ТЕКСТ ДЛЯ УПРАЖНЕНИЯ
Как известно, Басё родился в 1644-м году – на пороге смены двух эпох правления императоров, когда реальной властью в стране владел могущественный самурайский клан Токугава, а императоры превратились в символические личности-фигуры, которым народ поклонялся как посланникам богов. В 17-м веке они менялись очень часто, поэтому считать годы по названиям эпох было не так просто. За 50 лет жизни Басё сменилось шесть императоров и восемь эпох.

Третьему ребёнку в семье Мацуо Ёдзаэмона – второму мальчику после старшего брата Мацуо Хандзаэмона дали детское имя Кинсаку, а полностью официальное имя звучало Мацуо Тюдзаэмон Мунэфуса. Сама фамилия Ёдзаэмон означала, что когда-то её носители имели отношение к сословию самураев – охранителей императорского двора. Подробно система формирования кланов и их история расписаны в древней летописи «Хэйкэ моногатари», изданной у нас в замечательном переводе И. Львовой и А. Долина под названием «Повесть о доме Тайра» (Москва, изд. Художественная литература, 1982 г.).

ЗАДАНИЕ
Определите, соответствуют ли тексту о Басё утверждения: 1. Басё был старшим сыном в семье. 2. За 50 лет жизни Басё сменилось шесть императоров. 3. Реальной властью в стране владели императоры. На каждое ответьте «да» или «нет» и приведите точную цитату из текста, которая это решает. Опирайтесь только на текст о Басё.

ИСХОДНЫЕ СТРОКИ
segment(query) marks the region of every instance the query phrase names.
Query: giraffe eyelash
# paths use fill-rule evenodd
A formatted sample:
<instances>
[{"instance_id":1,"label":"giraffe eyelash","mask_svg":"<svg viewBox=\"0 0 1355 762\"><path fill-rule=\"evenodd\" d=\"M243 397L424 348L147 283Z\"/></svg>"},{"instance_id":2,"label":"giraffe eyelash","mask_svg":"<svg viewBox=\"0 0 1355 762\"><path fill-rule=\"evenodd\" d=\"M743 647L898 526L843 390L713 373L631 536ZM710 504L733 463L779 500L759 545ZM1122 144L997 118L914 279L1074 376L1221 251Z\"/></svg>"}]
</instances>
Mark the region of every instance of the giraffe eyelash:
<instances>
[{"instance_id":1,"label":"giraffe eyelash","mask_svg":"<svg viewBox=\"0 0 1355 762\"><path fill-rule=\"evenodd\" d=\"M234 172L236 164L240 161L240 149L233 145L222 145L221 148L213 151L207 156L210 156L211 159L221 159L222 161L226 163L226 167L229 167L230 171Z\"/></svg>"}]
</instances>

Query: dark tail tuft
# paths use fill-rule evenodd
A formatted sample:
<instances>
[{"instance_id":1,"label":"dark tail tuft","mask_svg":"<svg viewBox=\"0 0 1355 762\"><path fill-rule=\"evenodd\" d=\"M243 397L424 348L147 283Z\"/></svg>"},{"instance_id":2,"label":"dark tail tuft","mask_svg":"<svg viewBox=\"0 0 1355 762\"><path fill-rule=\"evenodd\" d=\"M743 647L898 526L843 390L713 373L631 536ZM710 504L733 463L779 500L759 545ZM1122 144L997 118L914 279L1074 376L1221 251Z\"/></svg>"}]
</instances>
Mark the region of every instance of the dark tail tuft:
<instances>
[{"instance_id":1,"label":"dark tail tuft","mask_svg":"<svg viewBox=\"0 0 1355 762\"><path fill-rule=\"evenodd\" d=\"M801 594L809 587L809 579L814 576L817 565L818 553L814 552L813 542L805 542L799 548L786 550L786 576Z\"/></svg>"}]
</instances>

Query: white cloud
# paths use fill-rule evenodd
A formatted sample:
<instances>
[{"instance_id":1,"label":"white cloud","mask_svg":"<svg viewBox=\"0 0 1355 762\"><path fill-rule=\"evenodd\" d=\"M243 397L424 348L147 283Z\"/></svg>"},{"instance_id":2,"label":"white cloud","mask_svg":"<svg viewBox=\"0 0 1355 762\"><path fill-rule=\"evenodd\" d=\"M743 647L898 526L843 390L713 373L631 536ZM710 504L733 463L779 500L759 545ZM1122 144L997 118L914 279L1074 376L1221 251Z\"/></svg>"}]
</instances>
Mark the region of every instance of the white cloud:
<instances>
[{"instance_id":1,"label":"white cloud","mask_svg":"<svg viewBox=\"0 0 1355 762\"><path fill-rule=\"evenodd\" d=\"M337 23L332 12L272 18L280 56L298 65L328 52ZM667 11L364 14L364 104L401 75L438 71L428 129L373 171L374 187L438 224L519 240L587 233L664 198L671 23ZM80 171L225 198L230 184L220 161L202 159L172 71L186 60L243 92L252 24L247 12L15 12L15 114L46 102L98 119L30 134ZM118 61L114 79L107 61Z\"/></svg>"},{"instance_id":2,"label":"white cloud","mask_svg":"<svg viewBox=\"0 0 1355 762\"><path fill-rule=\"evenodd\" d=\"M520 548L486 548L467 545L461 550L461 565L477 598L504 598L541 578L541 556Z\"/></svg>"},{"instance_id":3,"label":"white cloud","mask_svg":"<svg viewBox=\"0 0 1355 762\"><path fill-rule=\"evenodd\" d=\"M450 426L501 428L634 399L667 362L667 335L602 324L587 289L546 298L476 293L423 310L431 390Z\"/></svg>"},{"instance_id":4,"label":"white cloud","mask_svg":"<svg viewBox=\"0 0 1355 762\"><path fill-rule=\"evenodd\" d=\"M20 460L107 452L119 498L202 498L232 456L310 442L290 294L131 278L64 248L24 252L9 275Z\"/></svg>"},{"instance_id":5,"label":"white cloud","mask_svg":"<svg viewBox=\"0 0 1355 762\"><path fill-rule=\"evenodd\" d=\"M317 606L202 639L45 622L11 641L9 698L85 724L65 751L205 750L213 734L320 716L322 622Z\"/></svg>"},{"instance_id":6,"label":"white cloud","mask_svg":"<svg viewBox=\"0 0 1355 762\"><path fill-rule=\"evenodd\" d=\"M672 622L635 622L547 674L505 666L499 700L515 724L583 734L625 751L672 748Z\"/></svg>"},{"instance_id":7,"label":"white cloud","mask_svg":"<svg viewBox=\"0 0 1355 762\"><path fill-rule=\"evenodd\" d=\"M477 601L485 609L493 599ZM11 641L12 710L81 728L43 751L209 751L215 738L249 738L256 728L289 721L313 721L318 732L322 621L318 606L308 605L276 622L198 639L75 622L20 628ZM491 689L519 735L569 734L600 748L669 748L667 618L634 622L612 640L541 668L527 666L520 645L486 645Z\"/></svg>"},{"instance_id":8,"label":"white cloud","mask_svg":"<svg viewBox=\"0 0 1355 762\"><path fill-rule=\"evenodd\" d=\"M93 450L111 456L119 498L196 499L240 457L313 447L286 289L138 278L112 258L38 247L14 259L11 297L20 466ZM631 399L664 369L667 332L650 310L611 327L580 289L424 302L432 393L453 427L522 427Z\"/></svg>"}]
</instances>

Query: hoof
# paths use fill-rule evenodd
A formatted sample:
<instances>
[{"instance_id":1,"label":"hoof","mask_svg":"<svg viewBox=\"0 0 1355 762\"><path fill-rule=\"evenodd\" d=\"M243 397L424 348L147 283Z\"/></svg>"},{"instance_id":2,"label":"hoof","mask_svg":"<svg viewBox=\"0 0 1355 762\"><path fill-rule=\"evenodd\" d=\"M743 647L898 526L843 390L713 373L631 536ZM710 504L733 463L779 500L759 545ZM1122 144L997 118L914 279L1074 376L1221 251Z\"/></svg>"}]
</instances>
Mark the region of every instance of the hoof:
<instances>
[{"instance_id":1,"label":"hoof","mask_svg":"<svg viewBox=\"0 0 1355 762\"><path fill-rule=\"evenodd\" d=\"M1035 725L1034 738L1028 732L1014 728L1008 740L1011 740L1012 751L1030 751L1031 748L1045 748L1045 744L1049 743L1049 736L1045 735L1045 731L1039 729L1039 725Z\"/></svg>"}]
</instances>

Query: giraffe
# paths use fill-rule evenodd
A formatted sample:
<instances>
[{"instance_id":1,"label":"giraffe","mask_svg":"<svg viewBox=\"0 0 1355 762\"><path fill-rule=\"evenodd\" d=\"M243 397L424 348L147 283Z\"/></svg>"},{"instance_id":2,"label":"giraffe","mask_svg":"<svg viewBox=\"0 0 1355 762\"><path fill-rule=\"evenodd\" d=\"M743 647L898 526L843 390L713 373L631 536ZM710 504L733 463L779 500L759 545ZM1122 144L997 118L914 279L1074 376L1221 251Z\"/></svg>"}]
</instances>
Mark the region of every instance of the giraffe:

ОТВЕТ
1. Нет: «второму мальчику после старшего брата Мацуо Хандзаэмона».
2. Да: «За 50 лет жизни Басё сменилось шесть императоров и восемь эпох».
3. Нет: «реальной властью в стране владел могущественный самурайский клан Токугава».